**DATA TO USE:**
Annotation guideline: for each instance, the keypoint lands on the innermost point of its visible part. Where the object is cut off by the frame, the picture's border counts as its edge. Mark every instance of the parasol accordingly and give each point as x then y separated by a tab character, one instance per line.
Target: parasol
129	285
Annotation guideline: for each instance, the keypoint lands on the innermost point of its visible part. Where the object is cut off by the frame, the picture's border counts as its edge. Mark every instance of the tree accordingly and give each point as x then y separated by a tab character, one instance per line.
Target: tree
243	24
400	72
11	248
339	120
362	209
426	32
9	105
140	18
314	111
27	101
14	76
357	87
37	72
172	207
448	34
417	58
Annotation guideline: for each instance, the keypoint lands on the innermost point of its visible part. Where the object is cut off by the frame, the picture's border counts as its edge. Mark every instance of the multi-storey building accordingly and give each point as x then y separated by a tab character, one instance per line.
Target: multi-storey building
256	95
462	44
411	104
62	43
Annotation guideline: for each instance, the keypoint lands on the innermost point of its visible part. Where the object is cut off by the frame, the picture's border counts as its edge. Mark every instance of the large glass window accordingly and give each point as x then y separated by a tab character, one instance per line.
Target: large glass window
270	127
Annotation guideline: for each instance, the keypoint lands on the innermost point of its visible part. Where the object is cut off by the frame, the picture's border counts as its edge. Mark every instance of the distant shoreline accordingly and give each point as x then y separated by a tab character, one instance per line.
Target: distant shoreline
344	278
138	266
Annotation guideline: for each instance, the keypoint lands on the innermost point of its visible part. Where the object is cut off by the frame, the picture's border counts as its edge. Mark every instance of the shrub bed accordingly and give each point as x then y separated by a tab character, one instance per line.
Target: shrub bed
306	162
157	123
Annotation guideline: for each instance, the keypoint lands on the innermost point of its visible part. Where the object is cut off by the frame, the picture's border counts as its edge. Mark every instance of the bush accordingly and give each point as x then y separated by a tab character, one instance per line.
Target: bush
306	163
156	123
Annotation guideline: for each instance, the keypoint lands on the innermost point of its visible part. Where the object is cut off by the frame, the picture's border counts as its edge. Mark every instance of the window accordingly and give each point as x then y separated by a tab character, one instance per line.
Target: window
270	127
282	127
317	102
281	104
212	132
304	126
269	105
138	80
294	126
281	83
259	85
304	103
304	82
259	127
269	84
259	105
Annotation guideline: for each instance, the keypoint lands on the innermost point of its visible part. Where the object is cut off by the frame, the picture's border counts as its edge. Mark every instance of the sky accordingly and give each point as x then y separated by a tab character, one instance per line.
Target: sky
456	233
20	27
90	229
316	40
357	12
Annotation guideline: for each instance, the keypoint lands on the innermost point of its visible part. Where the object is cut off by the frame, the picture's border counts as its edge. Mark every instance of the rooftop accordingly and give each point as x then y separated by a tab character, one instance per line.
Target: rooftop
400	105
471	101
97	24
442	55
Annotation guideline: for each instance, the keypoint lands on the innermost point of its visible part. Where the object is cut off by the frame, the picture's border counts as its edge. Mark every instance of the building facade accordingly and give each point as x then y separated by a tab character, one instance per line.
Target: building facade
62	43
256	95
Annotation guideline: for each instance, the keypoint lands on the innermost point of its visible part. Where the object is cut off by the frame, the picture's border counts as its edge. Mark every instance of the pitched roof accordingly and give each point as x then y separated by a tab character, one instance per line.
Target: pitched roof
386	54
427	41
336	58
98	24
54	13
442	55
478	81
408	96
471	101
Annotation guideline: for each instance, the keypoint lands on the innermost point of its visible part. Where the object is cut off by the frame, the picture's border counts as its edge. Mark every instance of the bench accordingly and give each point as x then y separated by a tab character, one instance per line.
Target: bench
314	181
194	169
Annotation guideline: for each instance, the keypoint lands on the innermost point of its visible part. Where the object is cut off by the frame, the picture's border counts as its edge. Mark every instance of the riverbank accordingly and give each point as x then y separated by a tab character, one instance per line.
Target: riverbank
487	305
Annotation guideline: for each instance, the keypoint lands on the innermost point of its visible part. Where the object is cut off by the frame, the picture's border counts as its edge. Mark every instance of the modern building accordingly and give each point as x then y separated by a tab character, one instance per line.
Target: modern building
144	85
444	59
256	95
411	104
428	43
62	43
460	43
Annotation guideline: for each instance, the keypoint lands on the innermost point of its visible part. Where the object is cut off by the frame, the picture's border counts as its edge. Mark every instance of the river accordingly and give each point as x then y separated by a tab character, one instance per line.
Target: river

**GOAL:** Render all of the data above as a numbered list, skipping any blank lines.

**RESULT:**
1. Annotation guideline: for each instance, the keypoint lands on the innermost point of its visible part. Where the object is cut off by the frame, the picture's border counts as its edge. Mark every instance of the parasol accordingly and give each point as x then y separated by a tab character, one instance per line.
2. Target: parasol
3. 129	285
4. Annotation guideline: for each instance, the keypoint lands on the innermost point of its visible part. Where the object is cut off by the frame, the picture's border counts as its edge. Mark every instance of the tree accordingly and give each point as x then y separated by a tab character, one instance per line.
5. Target: tree
6. 243	24
7. 400	72
8. 11	248
9. 339	120
10. 362	209
11. 426	32
12. 9	105
13. 140	18
14. 314	111
15. 27	101
16. 14	76
17. 357	87
18. 37	72
19. 172	207
20. 448	34
21. 417	58
22. Annotation guideline: for each instance, the keypoint lands on the innermost point of its visible part. Where the object is cut off by the frame, the picture's border counts as its edge. Mark every instance of the multi-storey building accordingly and give each point as x then y separated by a tab character, one instance per line.
23. Target: multi-storey building
24. 256	95
25. 462	44
26. 411	104
27. 62	43
28. Annotation guideline: for each instance, the keypoint lands on the innermost point of its visible part. Where the object is cut off by the frame, the picture's border counts as its edge. Mark every instance of the large glass window accordingly and give each point as x then y separated by a tab character, one instance per line.
29. Target: large glass window
30. 270	127
31. Annotation guideline: for each instance, the keypoint lands on the innermost point of its visible part. Where the object is cut off by the frame, the picture's border counts as its edge. Mark every instance of the distant shoreline accordingly and give each point as x then y separated by a tab character, one instance per line.
32. Target: distant shoreline
33. 344	278
34. 138	266
35. Annotation guideline: for each instance, the keypoint lands on the innermost point of its visible part. Where the object is cut off by the frame, the picture's border counts as its edge. Mark every instance of the shrub bed accordingly and give each point as x then y separated by a tab character, one instance per line.
36. Target: shrub bed
37. 306	162
38. 157	123
39. Annotation guideline: for each instance, the keypoint lands on the innermost point of its visible part. Where the object is cut off by the frame, the picture's border counts as its edge. Mark every instance of the bush accordingly and give each point as x then y separated by a tab character, one instance per line.
40. Target: bush
41. 306	163
42. 156	123
43. Annotation guideline: for each instance, the keypoint lands on the innermost point of its visible part. Where the object is cut off by the frame, the picture's border counts as its edge. Mark every instance of the window accordingly and give each point as x then y separated by a tab character, one instance per line.
44. Target: window
45. 270	127
46. 282	127
47. 317	102
48. 281	104
49. 212	132
50. 304	126
51. 269	105
52. 138	80
53. 294	126
54. 281	83
55. 259	85
56. 304	103
57. 304	82
58. 259	127
59. 269	84
60. 259	105
61. Annotation guideline: for each instance, the keypoint lands on the innermost point of its visible part. Where the object is cut off by the frame, the picture's border counts as its edge. Mark every instance of the sky accordingly and give each point as x then y separated by a tab character, one instance per line.
62. Target: sky
63. 456	233
64. 20	27
65. 90	229
66. 316	40
67. 357	12
68. Annotation guideline: for each instance, the keypoint lands on the innermost point of its visible part. Where the object is cut off by the frame, the picture's border counts as its edge. Mark every instance of the rooftop accordingly and give each point as x then y separated by a tab character, one instance per line.
69. Target: rooftop
70. 400	105
71. 471	101
72. 97	24
73. 442	55
74. Annotation guideline: for each instance, the keypoint lands on the innermost point of its visible part. Where the object is cut off by the frame, the picture's border counts as its edge. Mark every instance of the building facade accordingly and give each point as x then y separated by a tab character, one instance per line.
75. Target: building facade
76. 62	43
77. 256	95
78. Annotation guideline: for each instance, the keypoint lands on the innermost point of its visible part. Where the object is cut off by the frame, the picture's border counts as its edge. Mark every instance of the pitched roof accordingly and give each point as x then y separated by a tab character, one instance per line.
79. Target: pitched roof
80. 386	54
81. 427	41
82. 336	58
83. 98	24
84. 54	13
85. 442	55
86. 478	81
87. 408	96
88. 471	101
89. Annotation guideline: for each instance, the keypoint lands on the innermost point of its visible part. Where the object is cut off by the frame, the picture's border counts as its edge. Mark every instance of the bench accordingly and give each point as x then y separated by a tab character, one instance per line.
90. Target: bench
91. 314	181
92. 194	169
93. Annotation guideline: for each instance, the keypoint lands on the innermost point of its visible part. Where the object is cut off by the frame, the picture's border counts as its edge. Mark every instance of the riverbank accordingly and give each point as x then y separated by a tab character, one instance per line.
94. Target: riverbank
95. 487	305
96. Annotation guideline: for each instance, the keypoint lands on the innermost point of its visible part. Where the object is cut off by the frame, the picture's border counts as its edge. Mark every instance of the modern building accordingly and give each point as x then y separated by a tab character, one instance per line.
97. Target: modern building
98. 144	85
99. 444	59
100. 256	95
101. 411	104
102. 428	43
103. 62	43
104. 460	43
105. Annotation guideline: for each instance, the keypoint lands on the innermost point of its visible part. Where the object is cut off by the frame, the picture's border counts as its edge. Mark every instance of the river accordingly and give each point as x then y separated by a tab character, one instance per line.
106. Target: river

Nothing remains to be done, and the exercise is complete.